───── SOURCE PASSAGE ─────
Do we notice Paul’s expanded description of what it means to be devoted to one another? When we truly are devoted to someone, we love them like a brother, we give them preference, we pray for them, we are hospitable to them, we rejoice and weep with them, and we understand our relationship with them. Beyond all of this, who does this behavior indicate that we serve? The answer is clear — we are “serving the Lord” when we are devoted to one another.

All people, even family members, have situations arise where there may be conflict. If we are devoted to one another, these situations have a remedy. Paul reminds us, “bless and do not curse.” Where do we learn this behavior? It is part of our being saved, being holy, being transformed — we learn it from God himself: “Be kind to one another, tender-hearted, forgiving each other, just as God in Christ also has forgiven you.” (Ephesians 4:32)

It may be easy for some of us to be devoted to our physical families. Are we even more devoted to our spiritual family? When we are as devoted as we ought to be, this attitude carries over to even our secular relationships. Paul tells us, “So then, while we have opportunity, let us do good to all people, and especially to those who are of the household of the faith.” (Galatians 6:10). This idea of doing good to all men ties us to our next “B.”

“B” in Subjection

To be in subjection is to “know our designated rank or place.” Can you imagine how terrible a world would be where no one respected their fellow man or did not respect any authority? Those who are saved, holy, transformed, and devoted can’t be like this. In continuing with Paul’s message in the letter to the Romans, notice:

“Every person is to be in subjection to the governing authorities. For there is no authority except from God, and those which exist are established by God. Therefore whoever resists authority has opposed the ordinance of God; and they who have opposed will receive condemnation upon themselves. For rulers are not a cause of fear for good behavior, but for evil. Do you want to have no fear of authority? Do what is good and you will have praise from the same; for it is a minister of God to you for good. But if you do what is evil, be afraid; for it does not bear the sword for nothing; for it is a minister of God, an avenger who brings wrath on the one who practices evil. Therefore it is necessary to be in subjection, not only because of wrath, but also for conscience’ sake. For because of this you also pay taxes, for rulers are servants of God, devoting themselves to this very thing.
───── COLLECTED MATERIAL ─────
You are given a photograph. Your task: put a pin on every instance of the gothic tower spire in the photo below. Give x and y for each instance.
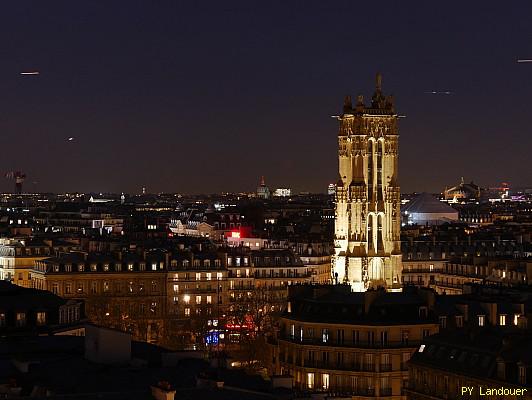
(367, 222)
─────
=== WHAT YOU HAVE TO DO ===
How does the devotional passage define being in subjection? The data come from a separate source, unrelated to the devotional passage.

=== WORKED SOLUTION ===
To know our designated rank or place.